- What the exercise asks
From the line with "Target — ocean water" through the final line, please write out the listing exactly, including both of those lines.

(Object point labels)
--- begin ---
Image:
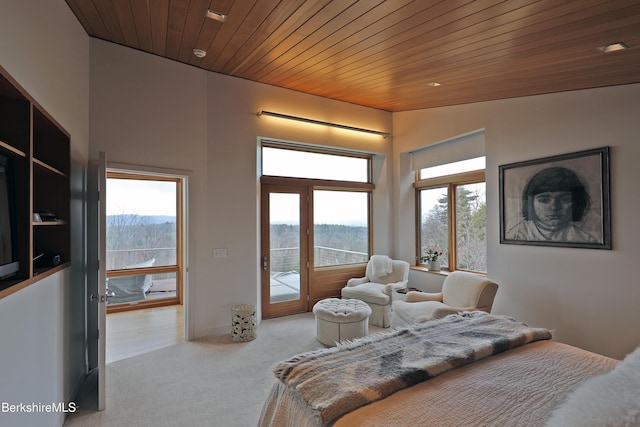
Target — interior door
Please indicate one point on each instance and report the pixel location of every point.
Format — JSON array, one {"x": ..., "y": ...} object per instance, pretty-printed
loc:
[
  {"x": 284, "y": 250},
  {"x": 96, "y": 279}
]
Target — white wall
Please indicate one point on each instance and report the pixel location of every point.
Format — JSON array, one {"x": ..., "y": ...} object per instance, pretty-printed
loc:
[
  {"x": 149, "y": 111},
  {"x": 588, "y": 297},
  {"x": 42, "y": 357}
]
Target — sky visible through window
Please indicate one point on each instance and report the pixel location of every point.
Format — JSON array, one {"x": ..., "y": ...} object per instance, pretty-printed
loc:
[
  {"x": 330, "y": 207},
  {"x": 141, "y": 197}
]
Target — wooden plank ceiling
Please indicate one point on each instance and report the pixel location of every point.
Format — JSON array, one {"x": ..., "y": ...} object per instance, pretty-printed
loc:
[{"x": 385, "y": 54}]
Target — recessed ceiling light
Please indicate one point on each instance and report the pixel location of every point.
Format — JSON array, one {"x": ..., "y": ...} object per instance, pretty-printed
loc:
[
  {"x": 216, "y": 15},
  {"x": 613, "y": 47}
]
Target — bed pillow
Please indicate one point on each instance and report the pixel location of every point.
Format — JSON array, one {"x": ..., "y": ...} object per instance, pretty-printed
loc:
[{"x": 610, "y": 400}]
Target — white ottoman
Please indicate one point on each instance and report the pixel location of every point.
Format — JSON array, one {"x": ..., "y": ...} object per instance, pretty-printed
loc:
[{"x": 341, "y": 319}]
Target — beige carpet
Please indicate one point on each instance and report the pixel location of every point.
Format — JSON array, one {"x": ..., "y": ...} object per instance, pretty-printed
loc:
[{"x": 210, "y": 382}]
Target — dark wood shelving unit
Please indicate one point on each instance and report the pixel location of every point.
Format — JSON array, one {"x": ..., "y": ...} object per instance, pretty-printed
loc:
[{"x": 38, "y": 149}]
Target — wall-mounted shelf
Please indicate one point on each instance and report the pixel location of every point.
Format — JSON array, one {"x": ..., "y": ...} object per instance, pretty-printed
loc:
[{"x": 37, "y": 148}]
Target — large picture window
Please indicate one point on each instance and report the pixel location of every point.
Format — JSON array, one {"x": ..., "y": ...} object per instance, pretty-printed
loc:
[{"x": 452, "y": 216}]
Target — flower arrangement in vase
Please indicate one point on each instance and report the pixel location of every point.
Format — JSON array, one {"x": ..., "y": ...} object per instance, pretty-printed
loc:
[{"x": 432, "y": 258}]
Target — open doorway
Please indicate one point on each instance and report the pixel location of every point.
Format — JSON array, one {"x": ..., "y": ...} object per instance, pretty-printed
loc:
[{"x": 145, "y": 262}]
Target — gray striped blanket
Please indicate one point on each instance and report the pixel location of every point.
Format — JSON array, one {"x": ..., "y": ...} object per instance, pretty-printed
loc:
[{"x": 335, "y": 381}]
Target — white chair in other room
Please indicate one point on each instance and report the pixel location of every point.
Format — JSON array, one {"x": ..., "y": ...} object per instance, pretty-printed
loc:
[
  {"x": 461, "y": 291},
  {"x": 383, "y": 276}
]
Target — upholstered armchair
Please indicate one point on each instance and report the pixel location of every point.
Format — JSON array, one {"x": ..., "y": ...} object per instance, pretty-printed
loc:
[
  {"x": 383, "y": 276},
  {"x": 461, "y": 291},
  {"x": 130, "y": 288}
]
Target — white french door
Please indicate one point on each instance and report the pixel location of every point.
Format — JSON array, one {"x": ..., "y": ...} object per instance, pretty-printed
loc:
[{"x": 284, "y": 253}]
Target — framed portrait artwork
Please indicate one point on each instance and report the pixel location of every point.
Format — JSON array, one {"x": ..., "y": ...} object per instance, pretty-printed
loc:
[{"x": 562, "y": 200}]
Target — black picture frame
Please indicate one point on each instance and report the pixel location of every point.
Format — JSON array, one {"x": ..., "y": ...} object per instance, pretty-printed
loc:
[{"x": 538, "y": 196}]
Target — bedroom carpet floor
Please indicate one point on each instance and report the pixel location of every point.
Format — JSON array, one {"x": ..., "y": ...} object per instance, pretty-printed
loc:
[{"x": 209, "y": 382}]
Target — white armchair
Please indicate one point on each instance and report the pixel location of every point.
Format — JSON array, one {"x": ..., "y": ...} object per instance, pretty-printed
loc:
[
  {"x": 383, "y": 276},
  {"x": 461, "y": 291}
]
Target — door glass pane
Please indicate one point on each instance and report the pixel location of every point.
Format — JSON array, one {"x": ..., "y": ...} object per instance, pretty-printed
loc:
[
  {"x": 141, "y": 222},
  {"x": 284, "y": 232},
  {"x": 471, "y": 227},
  {"x": 340, "y": 228},
  {"x": 434, "y": 230}
]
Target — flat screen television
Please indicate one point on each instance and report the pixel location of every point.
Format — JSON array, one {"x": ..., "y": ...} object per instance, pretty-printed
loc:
[{"x": 9, "y": 264}]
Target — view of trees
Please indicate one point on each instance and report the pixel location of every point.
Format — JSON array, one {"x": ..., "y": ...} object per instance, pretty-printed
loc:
[
  {"x": 132, "y": 239},
  {"x": 470, "y": 226},
  {"x": 334, "y": 244}
]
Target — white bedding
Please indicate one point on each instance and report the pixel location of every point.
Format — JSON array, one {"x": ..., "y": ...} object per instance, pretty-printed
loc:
[{"x": 519, "y": 387}]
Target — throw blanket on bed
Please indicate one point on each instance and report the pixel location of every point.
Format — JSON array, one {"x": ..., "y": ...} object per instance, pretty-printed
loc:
[{"x": 337, "y": 380}]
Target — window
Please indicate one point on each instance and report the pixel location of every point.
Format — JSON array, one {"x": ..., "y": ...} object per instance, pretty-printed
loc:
[
  {"x": 340, "y": 236},
  {"x": 296, "y": 162},
  {"x": 144, "y": 236},
  {"x": 340, "y": 192},
  {"x": 452, "y": 215}
]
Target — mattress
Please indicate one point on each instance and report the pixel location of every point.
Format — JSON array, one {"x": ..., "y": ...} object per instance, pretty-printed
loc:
[{"x": 521, "y": 386}]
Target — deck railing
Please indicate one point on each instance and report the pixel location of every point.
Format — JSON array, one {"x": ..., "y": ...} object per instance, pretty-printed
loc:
[{"x": 288, "y": 259}]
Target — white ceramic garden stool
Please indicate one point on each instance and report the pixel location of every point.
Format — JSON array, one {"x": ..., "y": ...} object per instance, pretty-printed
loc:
[{"x": 341, "y": 319}]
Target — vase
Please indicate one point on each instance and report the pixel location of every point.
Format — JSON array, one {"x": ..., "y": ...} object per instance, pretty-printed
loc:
[{"x": 433, "y": 265}]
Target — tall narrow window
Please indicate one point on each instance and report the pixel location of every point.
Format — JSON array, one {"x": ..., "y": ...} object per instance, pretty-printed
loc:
[
  {"x": 452, "y": 215},
  {"x": 340, "y": 236}
]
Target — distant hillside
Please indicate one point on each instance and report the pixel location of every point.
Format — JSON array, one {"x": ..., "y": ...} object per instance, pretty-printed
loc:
[{"x": 139, "y": 219}]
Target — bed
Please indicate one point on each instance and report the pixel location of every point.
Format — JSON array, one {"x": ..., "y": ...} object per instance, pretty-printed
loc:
[{"x": 468, "y": 369}]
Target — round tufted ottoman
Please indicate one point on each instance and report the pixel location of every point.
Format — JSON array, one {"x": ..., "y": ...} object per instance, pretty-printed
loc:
[{"x": 341, "y": 319}]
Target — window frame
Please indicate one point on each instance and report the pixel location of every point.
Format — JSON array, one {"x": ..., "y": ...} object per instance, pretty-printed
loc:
[
  {"x": 451, "y": 182},
  {"x": 177, "y": 268},
  {"x": 324, "y": 184},
  {"x": 316, "y": 150}
]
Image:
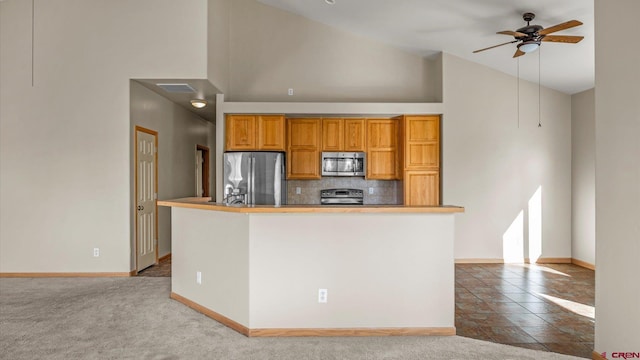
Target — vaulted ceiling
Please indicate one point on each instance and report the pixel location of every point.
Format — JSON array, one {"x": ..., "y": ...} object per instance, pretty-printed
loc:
[{"x": 459, "y": 27}]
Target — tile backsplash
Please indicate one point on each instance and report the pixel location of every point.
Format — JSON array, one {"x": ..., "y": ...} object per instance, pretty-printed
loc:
[{"x": 385, "y": 192}]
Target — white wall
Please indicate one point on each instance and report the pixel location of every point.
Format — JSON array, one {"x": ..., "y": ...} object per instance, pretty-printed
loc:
[
  {"x": 583, "y": 177},
  {"x": 179, "y": 131},
  {"x": 617, "y": 123},
  {"x": 65, "y": 142},
  {"x": 218, "y": 43},
  {"x": 271, "y": 50},
  {"x": 494, "y": 163}
]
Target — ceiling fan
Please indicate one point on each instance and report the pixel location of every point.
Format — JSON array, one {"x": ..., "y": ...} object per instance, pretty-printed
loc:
[{"x": 529, "y": 37}]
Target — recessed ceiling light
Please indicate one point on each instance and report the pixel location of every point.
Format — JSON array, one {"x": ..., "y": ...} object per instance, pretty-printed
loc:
[{"x": 198, "y": 103}]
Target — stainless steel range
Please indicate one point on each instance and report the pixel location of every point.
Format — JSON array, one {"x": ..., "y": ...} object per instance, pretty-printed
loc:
[{"x": 341, "y": 197}]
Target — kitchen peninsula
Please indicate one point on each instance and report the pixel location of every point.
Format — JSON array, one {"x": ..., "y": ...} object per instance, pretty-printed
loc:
[{"x": 296, "y": 270}]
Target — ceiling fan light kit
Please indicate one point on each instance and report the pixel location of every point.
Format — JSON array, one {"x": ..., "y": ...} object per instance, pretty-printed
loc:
[
  {"x": 529, "y": 46},
  {"x": 530, "y": 37}
]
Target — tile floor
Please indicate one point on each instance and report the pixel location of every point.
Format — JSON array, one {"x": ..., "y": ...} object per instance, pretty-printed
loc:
[
  {"x": 545, "y": 307},
  {"x": 542, "y": 307}
]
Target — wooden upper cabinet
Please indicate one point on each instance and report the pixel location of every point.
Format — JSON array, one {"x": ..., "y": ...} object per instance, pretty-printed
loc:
[
  {"x": 421, "y": 159},
  {"x": 271, "y": 132},
  {"x": 354, "y": 135},
  {"x": 303, "y": 148},
  {"x": 382, "y": 154},
  {"x": 421, "y": 142},
  {"x": 343, "y": 135},
  {"x": 255, "y": 132},
  {"x": 332, "y": 135},
  {"x": 241, "y": 132}
]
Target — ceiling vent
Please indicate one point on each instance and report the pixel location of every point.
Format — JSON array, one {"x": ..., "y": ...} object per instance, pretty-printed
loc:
[{"x": 177, "y": 88}]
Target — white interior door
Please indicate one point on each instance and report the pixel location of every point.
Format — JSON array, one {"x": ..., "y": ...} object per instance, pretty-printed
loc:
[{"x": 146, "y": 237}]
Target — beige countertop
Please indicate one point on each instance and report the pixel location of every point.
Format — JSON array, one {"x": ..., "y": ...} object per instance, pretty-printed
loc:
[{"x": 205, "y": 204}]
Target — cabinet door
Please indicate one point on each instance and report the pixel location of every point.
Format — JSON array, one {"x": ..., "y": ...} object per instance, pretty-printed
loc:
[
  {"x": 271, "y": 132},
  {"x": 303, "y": 148},
  {"x": 381, "y": 165},
  {"x": 421, "y": 145},
  {"x": 354, "y": 135},
  {"x": 382, "y": 155},
  {"x": 422, "y": 188},
  {"x": 241, "y": 132},
  {"x": 332, "y": 134}
]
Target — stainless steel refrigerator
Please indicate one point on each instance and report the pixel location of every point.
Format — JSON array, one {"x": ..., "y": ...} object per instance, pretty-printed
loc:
[{"x": 254, "y": 178}]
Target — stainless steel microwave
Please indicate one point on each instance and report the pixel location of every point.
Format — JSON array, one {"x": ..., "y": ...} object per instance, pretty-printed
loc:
[{"x": 343, "y": 164}]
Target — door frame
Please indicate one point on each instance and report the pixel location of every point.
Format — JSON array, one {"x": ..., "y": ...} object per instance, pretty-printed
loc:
[
  {"x": 205, "y": 169},
  {"x": 155, "y": 170}
]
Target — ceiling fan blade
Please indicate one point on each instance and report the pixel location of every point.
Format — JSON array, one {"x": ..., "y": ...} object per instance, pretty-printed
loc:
[
  {"x": 563, "y": 38},
  {"x": 512, "y": 33},
  {"x": 518, "y": 53},
  {"x": 563, "y": 26},
  {"x": 491, "y": 47}
]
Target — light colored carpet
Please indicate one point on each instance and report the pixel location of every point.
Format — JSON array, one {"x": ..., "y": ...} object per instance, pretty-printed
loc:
[{"x": 134, "y": 318}]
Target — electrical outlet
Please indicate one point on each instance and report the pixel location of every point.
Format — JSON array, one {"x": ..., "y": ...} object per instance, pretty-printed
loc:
[{"x": 322, "y": 295}]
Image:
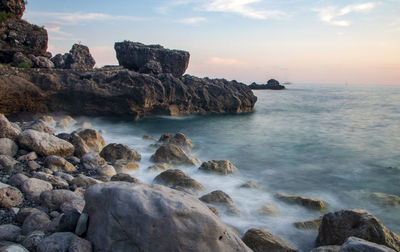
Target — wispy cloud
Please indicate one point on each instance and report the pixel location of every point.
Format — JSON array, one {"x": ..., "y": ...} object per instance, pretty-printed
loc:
[
  {"x": 191, "y": 20},
  {"x": 334, "y": 16},
  {"x": 224, "y": 61},
  {"x": 241, "y": 7}
]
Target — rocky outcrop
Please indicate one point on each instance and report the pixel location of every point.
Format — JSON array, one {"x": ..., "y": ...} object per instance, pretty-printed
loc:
[
  {"x": 271, "y": 84},
  {"x": 78, "y": 58},
  {"x": 151, "y": 59},
  {"x": 336, "y": 227},
  {"x": 137, "y": 217}
]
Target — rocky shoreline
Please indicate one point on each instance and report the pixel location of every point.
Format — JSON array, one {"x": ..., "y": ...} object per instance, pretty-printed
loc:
[{"x": 73, "y": 192}]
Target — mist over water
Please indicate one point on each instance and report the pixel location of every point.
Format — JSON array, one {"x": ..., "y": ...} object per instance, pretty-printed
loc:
[{"x": 336, "y": 143}]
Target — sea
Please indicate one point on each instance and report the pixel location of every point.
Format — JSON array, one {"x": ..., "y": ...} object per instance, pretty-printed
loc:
[{"x": 337, "y": 143}]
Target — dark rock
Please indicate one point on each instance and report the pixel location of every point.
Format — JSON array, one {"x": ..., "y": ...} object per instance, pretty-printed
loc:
[
  {"x": 336, "y": 227},
  {"x": 262, "y": 241},
  {"x": 15, "y": 7},
  {"x": 152, "y": 59},
  {"x": 138, "y": 217}
]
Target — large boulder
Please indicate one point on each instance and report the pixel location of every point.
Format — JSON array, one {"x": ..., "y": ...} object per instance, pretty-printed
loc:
[
  {"x": 336, "y": 227},
  {"x": 138, "y": 217},
  {"x": 79, "y": 58},
  {"x": 172, "y": 154},
  {"x": 45, "y": 144},
  {"x": 177, "y": 179},
  {"x": 262, "y": 241},
  {"x": 223, "y": 167},
  {"x": 15, "y": 7},
  {"x": 153, "y": 59}
]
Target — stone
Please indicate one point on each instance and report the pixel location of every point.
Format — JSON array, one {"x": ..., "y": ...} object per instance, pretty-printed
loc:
[
  {"x": 57, "y": 242},
  {"x": 56, "y": 198},
  {"x": 8, "y": 147},
  {"x": 15, "y": 7},
  {"x": 178, "y": 179},
  {"x": 6, "y": 128},
  {"x": 268, "y": 209},
  {"x": 36, "y": 221},
  {"x": 262, "y": 241},
  {"x": 130, "y": 217},
  {"x": 223, "y": 200},
  {"x": 10, "y": 196},
  {"x": 354, "y": 244},
  {"x": 152, "y": 59},
  {"x": 80, "y": 245},
  {"x": 107, "y": 171},
  {"x": 179, "y": 139},
  {"x": 33, "y": 239},
  {"x": 385, "y": 199},
  {"x": 222, "y": 167},
  {"x": 45, "y": 144},
  {"x": 308, "y": 225},
  {"x": 336, "y": 227},
  {"x": 125, "y": 178},
  {"x": 9, "y": 232},
  {"x": 115, "y": 152},
  {"x": 160, "y": 167},
  {"x": 56, "y": 163},
  {"x": 174, "y": 155},
  {"x": 307, "y": 202},
  {"x": 33, "y": 187}
]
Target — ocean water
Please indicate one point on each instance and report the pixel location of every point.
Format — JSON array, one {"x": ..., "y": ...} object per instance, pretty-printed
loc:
[{"x": 337, "y": 143}]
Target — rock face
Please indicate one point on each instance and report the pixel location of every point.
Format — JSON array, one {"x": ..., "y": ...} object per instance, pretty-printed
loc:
[
  {"x": 336, "y": 227},
  {"x": 262, "y": 241},
  {"x": 137, "y": 217},
  {"x": 45, "y": 144},
  {"x": 153, "y": 59}
]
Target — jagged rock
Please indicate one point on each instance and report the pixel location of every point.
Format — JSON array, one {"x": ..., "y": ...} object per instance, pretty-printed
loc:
[
  {"x": 45, "y": 144},
  {"x": 33, "y": 187},
  {"x": 10, "y": 196},
  {"x": 9, "y": 232},
  {"x": 223, "y": 200},
  {"x": 308, "y": 202},
  {"x": 179, "y": 139},
  {"x": 15, "y": 7},
  {"x": 172, "y": 154},
  {"x": 115, "y": 152},
  {"x": 56, "y": 198},
  {"x": 7, "y": 130},
  {"x": 356, "y": 244},
  {"x": 56, "y": 163},
  {"x": 112, "y": 227},
  {"x": 262, "y": 241},
  {"x": 178, "y": 179},
  {"x": 57, "y": 242},
  {"x": 152, "y": 59},
  {"x": 223, "y": 167},
  {"x": 336, "y": 227}
]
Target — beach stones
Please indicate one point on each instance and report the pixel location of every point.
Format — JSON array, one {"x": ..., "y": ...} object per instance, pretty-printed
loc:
--- end ---
- Result of the exercise
Target — ocean water
Please indicate one point on each instance and report the pixel location of every point.
Format — JSON array, one {"x": ..., "y": ...} object per instance, pretty-printed
loc:
[{"x": 337, "y": 143}]
Target — rock face
Please indicate one point on each instance and report the pixel location of every point.
Format — JSON array, one {"x": ..., "y": ...} object per instance, pretty-printed
loc:
[
  {"x": 336, "y": 227},
  {"x": 262, "y": 241},
  {"x": 137, "y": 217},
  {"x": 45, "y": 144},
  {"x": 153, "y": 59}
]
Target — jagged rock
Please indicate one point on each instance and report the pixel location of every point.
Format — JSON array, one {"x": ..., "y": ...} object per instance, pretty-printed
loc:
[
  {"x": 45, "y": 144},
  {"x": 33, "y": 187},
  {"x": 10, "y": 196},
  {"x": 9, "y": 232},
  {"x": 223, "y": 200},
  {"x": 308, "y": 202},
  {"x": 179, "y": 139},
  {"x": 15, "y": 7},
  {"x": 172, "y": 154},
  {"x": 115, "y": 152},
  {"x": 56, "y": 198},
  {"x": 7, "y": 130},
  {"x": 356, "y": 244},
  {"x": 56, "y": 163},
  {"x": 112, "y": 227},
  {"x": 262, "y": 241},
  {"x": 178, "y": 179},
  {"x": 57, "y": 242},
  {"x": 152, "y": 59},
  {"x": 223, "y": 167},
  {"x": 336, "y": 227}
]
Target — beach stones
Please indicate one point on each instance and report the pixel location of every point.
Format — JSON array, one {"x": ..., "y": ...} object per instance, pretty-printed
loc:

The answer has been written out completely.